Downtown Kota to become tourist site

JAKARTA (JP): The city administration will transform the Kota
(downtown) area in West Jakarta into a tourist attraction by
permitting private investors to use old and historical buildings
as hotels and restaurants, an official says.

"We are still studying the possibility of issuing permits for
the operation of hotels, discos and restaurants in the old
buildings in Kota,"Prawoto S. Danoemihardjo, assistant of the
City Secretary, said Tuesday as quoted by the Antara news agency.

He explained that an investor has expressed interest in using
the Ceramic Museum in Kota as a hotel, but his proposal was
rejected by the city administration on the grounds that the
museum is protected by law.

Kota is the site in which foreigners entered the city through
Sunda Kelapa harbor in the middle of the 17th century. They
developed buildings and changed the area into a center for trade
and shipping.

In Kota parts of the old buildings which were built way back
then still stand but people use them for other purposes. Museum
Bahari, for example, which was built in 1652, originally was a
warehouse to hold enormous stocks of pepper, coffee, tea and
cloth owned by the Dutch company VOC.

Prawoto said that the plan to change the status of the old
buildings for tourism purposes is in line with a proposal by the
Ministry of Post, Telecommunications and Tourism to use them and
Kota's environment as one of tourist objects in the city as well
as to bring the swing back into the area's nightlife.

He also explained that the Kota area falls under the
preservation policy of protecting historical buildings from
irresponsible renovation or demolition.

*REQUIRED TASK*
Rewrite the part of the article on downtown Kota starting with "Prawoto said that" and going on through "the area's nightlife.", putting "evening entertainment" in place of "nightlife". The listing below is separate material, unrelated to the article on downtown Kota.

*GIVEN RECORDS*

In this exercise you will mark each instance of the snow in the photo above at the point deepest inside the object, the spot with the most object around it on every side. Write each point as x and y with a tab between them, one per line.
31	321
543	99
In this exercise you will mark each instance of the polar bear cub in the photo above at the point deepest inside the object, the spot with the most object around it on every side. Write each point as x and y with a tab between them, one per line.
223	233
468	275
...
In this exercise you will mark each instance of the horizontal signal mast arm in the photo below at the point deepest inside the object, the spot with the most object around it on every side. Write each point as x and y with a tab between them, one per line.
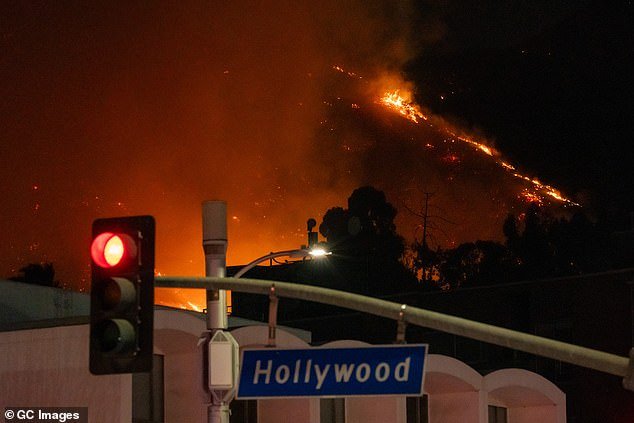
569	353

*OUTPUT FOR THIS EXERCISE*
Prawoto said that the plan to change the status of the old
buildings for tourism purposes is in line with a proposal by the
Ministry of Post, Telecommunications and Tourism to use them and
Kota's environment as one of tourist objects in the city as well
as to bring the swing back into the area's evening entertainment.